Work request:
Wherever "seated" appears in a line of the listing, that line should be returned.

Records provided:
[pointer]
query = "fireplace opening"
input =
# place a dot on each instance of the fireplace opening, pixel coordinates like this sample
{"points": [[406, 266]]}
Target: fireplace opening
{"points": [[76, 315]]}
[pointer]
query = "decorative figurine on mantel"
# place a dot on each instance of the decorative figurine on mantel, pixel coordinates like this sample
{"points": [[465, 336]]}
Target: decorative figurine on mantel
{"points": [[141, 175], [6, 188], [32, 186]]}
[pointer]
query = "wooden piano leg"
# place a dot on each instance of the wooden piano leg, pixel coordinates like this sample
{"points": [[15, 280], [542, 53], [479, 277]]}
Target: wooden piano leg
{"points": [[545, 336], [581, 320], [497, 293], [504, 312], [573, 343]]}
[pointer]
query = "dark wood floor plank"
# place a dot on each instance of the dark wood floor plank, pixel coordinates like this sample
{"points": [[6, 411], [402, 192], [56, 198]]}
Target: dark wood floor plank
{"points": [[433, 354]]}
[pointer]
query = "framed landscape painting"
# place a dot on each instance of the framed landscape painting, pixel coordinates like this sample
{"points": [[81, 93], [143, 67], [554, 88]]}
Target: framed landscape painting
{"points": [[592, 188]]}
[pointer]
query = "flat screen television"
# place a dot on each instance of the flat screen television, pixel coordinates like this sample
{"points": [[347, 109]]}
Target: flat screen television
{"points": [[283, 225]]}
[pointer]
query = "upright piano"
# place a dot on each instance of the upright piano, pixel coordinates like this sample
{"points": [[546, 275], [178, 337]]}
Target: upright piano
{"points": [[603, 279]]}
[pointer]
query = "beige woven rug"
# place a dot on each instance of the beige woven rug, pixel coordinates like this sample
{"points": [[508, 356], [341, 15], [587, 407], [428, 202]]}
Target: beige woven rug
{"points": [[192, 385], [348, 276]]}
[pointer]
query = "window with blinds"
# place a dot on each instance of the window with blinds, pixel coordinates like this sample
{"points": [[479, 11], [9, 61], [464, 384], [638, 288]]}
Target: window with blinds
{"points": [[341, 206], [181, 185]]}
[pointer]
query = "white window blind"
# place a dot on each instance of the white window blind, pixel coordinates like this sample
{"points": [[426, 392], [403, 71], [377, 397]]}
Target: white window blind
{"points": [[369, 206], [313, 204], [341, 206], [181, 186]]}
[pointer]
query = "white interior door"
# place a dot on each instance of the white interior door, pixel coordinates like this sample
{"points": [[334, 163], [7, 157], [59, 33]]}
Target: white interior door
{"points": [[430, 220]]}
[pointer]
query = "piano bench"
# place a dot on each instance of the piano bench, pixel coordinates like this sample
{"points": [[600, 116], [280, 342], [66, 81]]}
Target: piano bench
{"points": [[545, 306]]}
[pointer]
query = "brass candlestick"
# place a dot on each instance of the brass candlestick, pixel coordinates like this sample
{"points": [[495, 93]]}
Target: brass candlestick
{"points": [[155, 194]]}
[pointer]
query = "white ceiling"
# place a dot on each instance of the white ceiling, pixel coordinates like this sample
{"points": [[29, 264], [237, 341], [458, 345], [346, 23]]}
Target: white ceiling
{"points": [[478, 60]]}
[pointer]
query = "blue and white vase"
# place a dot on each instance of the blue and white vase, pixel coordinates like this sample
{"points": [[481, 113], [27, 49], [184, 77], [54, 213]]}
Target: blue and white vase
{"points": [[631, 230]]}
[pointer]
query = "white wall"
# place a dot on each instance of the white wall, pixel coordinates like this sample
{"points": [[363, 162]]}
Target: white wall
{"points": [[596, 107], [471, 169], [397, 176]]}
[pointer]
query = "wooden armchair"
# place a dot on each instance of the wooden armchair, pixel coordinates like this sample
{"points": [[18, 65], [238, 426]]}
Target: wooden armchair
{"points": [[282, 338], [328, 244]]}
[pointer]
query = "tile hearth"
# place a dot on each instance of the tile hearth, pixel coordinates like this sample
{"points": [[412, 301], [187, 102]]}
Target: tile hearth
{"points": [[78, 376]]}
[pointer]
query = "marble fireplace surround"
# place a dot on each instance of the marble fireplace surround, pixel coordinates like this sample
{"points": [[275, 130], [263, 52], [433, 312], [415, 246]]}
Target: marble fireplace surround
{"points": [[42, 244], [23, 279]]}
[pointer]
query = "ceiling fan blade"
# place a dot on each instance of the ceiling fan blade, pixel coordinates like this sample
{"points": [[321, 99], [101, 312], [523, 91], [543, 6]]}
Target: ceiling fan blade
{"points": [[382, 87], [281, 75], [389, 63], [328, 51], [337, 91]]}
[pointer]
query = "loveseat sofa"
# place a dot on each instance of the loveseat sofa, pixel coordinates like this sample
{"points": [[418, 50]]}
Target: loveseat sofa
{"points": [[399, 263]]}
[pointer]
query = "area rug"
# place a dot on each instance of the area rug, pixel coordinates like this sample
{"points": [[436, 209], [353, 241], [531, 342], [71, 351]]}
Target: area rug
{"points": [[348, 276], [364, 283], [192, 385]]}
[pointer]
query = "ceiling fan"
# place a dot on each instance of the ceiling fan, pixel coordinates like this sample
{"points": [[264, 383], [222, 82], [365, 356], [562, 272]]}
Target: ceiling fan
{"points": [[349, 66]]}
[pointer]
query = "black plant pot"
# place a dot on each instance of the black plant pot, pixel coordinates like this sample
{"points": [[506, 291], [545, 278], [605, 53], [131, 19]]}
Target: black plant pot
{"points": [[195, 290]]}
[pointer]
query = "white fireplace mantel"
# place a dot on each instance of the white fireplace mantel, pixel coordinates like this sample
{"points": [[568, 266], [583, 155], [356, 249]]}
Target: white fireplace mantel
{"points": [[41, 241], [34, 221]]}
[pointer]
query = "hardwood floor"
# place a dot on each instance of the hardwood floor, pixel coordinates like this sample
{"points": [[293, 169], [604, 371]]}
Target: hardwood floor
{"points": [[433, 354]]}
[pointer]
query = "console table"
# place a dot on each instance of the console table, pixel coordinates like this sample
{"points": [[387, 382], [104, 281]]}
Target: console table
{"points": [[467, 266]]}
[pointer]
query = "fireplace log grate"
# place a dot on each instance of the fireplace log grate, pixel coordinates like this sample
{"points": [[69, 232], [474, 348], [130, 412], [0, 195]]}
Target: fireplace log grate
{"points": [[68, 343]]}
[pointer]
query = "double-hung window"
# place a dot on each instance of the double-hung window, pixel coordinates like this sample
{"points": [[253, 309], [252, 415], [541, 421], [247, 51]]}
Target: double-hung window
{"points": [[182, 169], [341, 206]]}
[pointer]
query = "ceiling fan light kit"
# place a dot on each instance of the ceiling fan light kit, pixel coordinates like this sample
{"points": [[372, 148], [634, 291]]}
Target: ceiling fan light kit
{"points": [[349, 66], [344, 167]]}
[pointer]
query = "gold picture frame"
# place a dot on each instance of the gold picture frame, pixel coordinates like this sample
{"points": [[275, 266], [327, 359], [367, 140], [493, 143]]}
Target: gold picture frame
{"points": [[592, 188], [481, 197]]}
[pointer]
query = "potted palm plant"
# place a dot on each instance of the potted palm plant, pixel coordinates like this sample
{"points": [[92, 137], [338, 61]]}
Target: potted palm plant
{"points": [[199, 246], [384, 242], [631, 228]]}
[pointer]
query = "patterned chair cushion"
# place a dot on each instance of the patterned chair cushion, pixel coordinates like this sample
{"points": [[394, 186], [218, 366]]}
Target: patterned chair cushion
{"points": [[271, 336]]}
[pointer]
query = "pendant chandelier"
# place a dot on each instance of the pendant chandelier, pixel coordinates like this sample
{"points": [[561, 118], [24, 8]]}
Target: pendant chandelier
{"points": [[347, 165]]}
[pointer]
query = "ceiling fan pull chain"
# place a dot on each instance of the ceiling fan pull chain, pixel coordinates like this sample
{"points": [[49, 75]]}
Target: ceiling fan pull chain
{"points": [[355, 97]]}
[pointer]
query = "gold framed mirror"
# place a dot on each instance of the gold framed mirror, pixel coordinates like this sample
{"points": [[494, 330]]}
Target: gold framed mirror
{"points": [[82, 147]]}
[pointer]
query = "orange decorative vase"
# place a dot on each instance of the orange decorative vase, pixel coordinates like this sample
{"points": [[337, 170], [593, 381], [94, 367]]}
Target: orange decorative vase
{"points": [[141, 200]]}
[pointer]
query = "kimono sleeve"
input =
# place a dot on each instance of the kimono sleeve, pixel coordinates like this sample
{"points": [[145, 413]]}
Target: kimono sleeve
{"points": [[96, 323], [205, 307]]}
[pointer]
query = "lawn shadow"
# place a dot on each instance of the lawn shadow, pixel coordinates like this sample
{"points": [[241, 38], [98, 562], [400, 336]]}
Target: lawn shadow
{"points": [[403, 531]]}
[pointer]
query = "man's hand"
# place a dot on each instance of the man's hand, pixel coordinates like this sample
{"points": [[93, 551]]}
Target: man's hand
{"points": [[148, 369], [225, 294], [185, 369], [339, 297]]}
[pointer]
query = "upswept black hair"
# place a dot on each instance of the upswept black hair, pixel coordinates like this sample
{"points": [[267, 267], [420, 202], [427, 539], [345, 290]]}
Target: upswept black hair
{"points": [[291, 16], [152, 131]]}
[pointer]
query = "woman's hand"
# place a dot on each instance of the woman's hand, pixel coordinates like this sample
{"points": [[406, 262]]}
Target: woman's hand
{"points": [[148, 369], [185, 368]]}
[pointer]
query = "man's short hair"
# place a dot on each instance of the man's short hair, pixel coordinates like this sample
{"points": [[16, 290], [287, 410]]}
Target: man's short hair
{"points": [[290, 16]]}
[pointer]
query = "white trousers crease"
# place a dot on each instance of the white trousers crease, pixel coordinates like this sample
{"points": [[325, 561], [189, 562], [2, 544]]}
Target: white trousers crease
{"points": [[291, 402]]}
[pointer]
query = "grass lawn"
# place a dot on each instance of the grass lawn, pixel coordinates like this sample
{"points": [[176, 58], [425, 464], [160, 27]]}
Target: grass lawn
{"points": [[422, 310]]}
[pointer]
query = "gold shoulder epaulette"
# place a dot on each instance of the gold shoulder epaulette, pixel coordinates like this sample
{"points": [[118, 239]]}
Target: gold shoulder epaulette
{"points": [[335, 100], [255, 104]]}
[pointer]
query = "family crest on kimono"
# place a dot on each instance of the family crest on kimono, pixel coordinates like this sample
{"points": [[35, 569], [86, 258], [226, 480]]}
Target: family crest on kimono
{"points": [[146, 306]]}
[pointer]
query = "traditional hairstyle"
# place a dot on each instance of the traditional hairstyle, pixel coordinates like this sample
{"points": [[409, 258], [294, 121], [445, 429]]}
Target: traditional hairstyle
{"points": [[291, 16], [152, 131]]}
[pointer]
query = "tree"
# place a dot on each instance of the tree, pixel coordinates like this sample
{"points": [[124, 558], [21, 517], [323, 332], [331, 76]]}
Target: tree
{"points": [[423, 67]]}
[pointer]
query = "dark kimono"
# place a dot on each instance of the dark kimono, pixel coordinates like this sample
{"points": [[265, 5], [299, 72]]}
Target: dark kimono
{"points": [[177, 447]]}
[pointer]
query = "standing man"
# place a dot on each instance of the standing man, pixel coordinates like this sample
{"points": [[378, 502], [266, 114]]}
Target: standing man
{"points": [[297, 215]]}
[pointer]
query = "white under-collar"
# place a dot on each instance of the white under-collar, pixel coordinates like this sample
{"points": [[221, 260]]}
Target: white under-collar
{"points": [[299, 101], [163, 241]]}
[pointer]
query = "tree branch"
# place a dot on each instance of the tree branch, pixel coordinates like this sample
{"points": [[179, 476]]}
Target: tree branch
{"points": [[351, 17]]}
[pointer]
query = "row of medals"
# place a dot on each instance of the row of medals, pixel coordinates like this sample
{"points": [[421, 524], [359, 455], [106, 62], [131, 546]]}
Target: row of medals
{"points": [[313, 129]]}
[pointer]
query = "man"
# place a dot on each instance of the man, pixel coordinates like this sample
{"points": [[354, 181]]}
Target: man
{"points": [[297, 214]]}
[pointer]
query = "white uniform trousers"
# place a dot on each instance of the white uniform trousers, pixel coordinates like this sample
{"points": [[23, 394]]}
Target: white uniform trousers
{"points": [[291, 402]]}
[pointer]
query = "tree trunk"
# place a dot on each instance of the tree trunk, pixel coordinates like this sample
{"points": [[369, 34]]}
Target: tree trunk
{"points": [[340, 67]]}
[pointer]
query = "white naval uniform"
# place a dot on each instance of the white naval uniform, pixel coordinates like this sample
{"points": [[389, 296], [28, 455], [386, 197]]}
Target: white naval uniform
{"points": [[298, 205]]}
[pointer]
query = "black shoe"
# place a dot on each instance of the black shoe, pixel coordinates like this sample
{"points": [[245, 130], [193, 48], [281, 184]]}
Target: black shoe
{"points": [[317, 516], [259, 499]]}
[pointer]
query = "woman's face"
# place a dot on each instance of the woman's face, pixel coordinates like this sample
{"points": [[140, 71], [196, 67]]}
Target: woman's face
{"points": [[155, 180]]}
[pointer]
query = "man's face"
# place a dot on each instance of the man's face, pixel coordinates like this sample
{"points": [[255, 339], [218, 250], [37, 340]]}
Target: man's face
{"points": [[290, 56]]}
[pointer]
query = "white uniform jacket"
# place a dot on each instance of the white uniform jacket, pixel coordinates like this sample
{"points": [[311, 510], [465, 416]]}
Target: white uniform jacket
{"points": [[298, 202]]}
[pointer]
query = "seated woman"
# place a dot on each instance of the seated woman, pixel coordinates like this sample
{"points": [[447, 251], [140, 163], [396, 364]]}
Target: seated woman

Answer box:
query = "seated woman"
# place a dot on each instance of the seated woman, pixel coordinates like this sample
Target: seated woman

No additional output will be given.